• **Extractos del conjunto de datos de señalamiento**:
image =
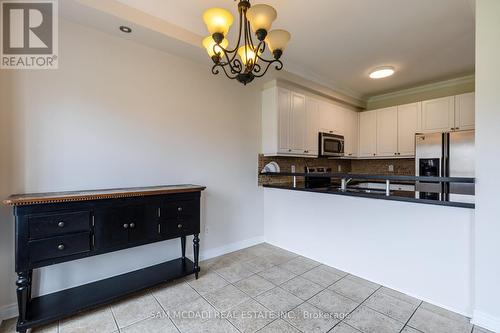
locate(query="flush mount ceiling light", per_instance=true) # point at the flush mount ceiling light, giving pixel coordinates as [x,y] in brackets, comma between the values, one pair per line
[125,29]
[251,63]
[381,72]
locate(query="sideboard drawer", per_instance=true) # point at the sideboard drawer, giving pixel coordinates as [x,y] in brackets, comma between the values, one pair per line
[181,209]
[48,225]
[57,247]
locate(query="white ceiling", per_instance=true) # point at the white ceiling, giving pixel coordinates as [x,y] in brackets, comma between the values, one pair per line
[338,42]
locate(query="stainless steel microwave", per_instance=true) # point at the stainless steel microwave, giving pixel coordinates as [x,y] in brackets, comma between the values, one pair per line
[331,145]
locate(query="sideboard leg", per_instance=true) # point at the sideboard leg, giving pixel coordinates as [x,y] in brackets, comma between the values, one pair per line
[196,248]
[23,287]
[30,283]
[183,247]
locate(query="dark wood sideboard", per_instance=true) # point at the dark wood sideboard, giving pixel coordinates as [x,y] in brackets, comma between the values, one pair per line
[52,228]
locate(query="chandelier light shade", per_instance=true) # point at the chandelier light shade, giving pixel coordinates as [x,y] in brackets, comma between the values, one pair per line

* * *

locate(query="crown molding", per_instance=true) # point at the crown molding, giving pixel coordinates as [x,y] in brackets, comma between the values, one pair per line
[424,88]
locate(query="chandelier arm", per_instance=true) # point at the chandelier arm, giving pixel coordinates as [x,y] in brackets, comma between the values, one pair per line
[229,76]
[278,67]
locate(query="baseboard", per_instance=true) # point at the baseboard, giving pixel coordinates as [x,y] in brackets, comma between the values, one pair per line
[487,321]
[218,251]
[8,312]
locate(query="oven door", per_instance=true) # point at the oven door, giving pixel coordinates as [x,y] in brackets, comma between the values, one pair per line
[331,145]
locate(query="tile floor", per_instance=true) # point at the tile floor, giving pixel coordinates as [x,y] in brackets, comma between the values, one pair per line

• **Instrucción escrita**: Reproduce al pie de la letra las líneas de los ítems desde la que contiene "the baseboard, giving" hasta la que contiene "at the tile", ambas incluidas.

• **Solución desarrollada**:
locate(query="baseboard", per_instance=true) # point at the baseboard, giving pixel coordinates as [x,y] in brackets, comma between the values, one pair per line
[487,321]
[218,251]
[8,312]
locate(query="oven door", per_instance=true) # point at the oven door, giving pixel coordinates as [x,y] in brackets, comma between the values, one pair per line
[331,145]
locate(query="tile floor", per_instance=true) # point at the tile floor, giving pixel coordinates as [x,y] in brackets, comma between the values, one pair per line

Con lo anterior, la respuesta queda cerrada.